Excerpt from a dataset
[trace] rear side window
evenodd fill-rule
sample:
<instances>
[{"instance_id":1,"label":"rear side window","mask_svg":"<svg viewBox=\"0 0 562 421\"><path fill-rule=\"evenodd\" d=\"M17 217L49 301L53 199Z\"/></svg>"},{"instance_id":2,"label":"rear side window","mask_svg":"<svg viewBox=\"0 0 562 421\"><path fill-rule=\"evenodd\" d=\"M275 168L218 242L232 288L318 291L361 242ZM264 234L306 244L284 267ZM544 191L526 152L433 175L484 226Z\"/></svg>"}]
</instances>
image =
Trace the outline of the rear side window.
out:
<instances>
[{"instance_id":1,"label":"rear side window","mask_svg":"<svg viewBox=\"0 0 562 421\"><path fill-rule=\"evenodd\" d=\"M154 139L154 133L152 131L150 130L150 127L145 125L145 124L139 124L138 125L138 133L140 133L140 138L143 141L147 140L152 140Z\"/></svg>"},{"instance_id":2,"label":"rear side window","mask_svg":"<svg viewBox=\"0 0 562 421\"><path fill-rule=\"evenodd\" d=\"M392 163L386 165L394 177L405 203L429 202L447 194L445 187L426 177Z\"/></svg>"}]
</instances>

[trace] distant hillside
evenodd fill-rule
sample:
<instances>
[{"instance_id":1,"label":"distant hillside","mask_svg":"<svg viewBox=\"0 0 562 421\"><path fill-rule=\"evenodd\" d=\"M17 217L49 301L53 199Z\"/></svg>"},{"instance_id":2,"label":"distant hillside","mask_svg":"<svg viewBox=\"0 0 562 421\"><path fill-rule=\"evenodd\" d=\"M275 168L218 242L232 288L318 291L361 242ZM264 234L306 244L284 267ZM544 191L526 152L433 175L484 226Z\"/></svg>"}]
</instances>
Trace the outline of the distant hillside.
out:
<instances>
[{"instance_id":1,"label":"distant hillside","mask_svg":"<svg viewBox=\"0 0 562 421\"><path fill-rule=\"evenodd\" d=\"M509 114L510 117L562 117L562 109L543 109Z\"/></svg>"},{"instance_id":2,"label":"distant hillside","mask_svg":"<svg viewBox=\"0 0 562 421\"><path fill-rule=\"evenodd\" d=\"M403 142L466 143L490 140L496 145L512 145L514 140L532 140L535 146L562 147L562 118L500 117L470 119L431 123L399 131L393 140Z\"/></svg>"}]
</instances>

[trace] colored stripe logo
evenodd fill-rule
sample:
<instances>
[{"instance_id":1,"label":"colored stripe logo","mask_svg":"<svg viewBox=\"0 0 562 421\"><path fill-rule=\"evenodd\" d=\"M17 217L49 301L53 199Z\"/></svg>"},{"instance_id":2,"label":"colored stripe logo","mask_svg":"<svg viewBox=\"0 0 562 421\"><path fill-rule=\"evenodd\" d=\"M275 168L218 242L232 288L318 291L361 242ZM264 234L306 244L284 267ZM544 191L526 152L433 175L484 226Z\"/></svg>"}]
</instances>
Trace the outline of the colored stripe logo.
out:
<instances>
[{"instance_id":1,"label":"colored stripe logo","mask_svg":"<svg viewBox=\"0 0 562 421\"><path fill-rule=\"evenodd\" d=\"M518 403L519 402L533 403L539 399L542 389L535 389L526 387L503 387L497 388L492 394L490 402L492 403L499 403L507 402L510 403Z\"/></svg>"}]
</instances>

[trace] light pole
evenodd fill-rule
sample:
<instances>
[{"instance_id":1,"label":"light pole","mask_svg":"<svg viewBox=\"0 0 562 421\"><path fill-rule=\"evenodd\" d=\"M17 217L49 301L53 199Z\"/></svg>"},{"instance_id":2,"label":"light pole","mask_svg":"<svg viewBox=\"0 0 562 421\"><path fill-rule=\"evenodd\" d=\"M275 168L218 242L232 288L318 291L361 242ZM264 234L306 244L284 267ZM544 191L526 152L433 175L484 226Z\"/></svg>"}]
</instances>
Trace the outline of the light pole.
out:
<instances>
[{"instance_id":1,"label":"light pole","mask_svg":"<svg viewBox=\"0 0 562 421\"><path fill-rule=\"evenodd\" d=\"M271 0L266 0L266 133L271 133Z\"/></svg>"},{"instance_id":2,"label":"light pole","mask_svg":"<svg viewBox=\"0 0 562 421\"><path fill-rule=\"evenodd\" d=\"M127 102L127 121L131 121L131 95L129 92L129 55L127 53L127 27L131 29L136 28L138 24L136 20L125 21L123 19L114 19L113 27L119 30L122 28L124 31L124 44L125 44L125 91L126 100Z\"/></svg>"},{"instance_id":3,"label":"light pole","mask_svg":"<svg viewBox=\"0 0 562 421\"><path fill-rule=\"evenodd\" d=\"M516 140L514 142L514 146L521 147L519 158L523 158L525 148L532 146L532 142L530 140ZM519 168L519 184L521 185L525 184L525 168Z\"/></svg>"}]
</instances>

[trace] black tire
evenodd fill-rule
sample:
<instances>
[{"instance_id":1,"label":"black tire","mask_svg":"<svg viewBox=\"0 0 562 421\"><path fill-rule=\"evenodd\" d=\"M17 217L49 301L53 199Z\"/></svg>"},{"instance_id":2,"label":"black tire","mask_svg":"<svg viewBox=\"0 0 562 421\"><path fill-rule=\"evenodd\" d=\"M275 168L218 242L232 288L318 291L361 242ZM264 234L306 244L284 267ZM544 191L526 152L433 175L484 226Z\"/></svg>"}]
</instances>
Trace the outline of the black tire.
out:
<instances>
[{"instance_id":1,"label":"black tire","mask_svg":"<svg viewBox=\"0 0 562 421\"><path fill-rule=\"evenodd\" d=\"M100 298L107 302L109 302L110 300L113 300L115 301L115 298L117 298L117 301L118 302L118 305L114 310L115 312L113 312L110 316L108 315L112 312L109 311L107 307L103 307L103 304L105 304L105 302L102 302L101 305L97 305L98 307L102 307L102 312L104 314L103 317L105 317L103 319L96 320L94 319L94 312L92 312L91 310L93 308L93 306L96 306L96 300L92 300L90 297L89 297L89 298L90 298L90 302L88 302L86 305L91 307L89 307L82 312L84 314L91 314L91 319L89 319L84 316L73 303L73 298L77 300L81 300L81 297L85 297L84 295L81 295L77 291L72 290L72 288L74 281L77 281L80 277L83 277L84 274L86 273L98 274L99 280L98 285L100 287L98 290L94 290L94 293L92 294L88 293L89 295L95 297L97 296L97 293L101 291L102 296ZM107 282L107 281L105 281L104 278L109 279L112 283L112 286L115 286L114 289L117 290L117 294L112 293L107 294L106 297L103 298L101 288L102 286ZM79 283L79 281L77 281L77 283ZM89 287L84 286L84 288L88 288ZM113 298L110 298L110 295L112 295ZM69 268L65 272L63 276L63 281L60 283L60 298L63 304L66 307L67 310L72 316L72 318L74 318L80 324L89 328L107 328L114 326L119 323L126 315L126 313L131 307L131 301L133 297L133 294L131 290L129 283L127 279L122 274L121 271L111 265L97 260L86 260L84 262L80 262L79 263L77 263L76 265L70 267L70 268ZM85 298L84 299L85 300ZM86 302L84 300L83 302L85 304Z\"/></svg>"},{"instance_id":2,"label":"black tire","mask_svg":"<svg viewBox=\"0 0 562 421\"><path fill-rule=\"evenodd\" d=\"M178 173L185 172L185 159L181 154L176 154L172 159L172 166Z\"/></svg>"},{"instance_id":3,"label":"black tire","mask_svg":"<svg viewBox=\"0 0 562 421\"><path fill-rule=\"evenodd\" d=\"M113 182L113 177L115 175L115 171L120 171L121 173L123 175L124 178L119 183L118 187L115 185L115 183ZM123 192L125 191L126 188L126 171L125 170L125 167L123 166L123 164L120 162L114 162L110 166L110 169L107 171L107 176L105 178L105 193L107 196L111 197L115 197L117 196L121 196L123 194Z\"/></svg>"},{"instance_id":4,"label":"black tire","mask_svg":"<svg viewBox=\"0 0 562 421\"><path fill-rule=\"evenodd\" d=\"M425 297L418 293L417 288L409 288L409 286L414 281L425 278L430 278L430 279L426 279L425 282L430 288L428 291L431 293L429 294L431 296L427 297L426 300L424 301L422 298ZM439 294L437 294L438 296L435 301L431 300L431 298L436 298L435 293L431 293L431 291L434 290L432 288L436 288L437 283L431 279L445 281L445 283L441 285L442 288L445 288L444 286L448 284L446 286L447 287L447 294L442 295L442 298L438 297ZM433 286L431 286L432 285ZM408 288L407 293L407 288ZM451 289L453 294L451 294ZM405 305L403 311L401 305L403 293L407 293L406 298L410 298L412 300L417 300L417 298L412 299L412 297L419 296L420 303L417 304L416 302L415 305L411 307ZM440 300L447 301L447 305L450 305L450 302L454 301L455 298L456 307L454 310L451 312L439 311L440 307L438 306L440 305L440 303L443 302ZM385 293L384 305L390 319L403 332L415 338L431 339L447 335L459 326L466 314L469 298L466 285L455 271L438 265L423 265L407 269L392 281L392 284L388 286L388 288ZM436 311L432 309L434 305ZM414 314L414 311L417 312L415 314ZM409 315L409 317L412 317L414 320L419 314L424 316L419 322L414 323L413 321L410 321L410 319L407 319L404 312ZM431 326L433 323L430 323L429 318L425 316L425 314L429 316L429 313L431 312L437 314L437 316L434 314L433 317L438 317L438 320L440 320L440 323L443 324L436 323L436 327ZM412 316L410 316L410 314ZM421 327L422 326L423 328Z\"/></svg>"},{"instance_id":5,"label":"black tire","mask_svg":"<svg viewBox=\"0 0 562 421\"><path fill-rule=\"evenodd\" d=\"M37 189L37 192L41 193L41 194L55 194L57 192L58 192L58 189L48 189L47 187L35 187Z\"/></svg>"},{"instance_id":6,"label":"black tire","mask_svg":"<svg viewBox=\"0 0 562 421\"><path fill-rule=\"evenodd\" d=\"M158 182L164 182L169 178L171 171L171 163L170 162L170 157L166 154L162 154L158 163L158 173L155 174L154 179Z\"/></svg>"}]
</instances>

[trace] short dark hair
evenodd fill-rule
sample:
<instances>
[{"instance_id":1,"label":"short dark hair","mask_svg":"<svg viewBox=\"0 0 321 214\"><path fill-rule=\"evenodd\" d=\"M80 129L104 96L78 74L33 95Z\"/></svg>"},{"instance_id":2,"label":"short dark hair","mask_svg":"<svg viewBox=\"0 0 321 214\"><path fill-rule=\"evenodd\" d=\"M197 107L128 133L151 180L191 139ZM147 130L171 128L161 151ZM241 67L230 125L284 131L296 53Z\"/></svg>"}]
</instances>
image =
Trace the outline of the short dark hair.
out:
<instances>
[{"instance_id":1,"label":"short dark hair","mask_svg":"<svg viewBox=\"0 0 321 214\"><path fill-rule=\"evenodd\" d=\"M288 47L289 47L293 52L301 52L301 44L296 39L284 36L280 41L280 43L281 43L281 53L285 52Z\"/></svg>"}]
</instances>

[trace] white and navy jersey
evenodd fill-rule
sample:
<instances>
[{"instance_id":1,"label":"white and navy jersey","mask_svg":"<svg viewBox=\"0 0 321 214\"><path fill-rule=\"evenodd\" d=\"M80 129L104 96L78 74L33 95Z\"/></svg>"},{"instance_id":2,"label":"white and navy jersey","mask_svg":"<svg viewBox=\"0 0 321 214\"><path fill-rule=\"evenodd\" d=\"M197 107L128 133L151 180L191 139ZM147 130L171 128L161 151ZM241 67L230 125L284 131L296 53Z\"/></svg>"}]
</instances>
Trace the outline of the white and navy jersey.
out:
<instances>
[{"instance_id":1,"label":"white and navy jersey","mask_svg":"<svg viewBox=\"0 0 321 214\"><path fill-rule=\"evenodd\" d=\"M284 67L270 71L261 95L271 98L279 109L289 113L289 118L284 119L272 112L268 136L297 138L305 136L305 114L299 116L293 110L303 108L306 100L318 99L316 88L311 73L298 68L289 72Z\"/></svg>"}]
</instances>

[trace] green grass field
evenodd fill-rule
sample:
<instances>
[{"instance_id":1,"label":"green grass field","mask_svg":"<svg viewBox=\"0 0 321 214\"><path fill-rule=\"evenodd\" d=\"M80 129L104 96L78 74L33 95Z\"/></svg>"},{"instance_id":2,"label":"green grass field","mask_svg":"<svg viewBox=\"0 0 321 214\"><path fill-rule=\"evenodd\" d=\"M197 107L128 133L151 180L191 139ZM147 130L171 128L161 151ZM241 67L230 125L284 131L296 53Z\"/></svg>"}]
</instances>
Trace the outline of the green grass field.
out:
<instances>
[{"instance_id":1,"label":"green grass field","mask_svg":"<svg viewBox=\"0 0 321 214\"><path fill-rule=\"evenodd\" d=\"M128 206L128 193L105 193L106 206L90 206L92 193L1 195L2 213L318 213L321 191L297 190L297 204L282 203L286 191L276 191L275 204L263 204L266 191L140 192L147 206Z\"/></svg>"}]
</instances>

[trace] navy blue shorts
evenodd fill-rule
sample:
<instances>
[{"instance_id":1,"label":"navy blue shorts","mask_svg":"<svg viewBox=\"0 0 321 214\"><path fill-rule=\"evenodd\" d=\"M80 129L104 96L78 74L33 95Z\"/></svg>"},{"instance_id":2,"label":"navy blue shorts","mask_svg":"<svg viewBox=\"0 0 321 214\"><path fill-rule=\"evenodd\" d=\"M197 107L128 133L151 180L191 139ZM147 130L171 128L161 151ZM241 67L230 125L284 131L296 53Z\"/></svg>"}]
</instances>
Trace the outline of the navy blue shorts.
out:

▶ [REQUIRED TASK]: Please rewrite everything from the line containing "[trace] navy blue shorts" down to the end of the records, renaming "navy blue shorts" to "black shorts" and leaving all else unchanged.

▶ [FINISHED ANSWER]:
[trace] black shorts
evenodd fill-rule
sample:
<instances>
[{"instance_id":1,"label":"black shorts","mask_svg":"<svg viewBox=\"0 0 321 214\"><path fill-rule=\"evenodd\" d=\"M80 129L104 96L78 74L33 95Z\"/></svg>"},{"instance_id":2,"label":"black shorts","mask_svg":"<svg viewBox=\"0 0 321 214\"><path fill-rule=\"evenodd\" d=\"M197 107L128 133L151 180L191 139ZM147 130L171 128L161 151ZM241 67L230 125L284 131L296 53Z\"/></svg>"}]
</instances>
Trace the outline of the black shorts.
out:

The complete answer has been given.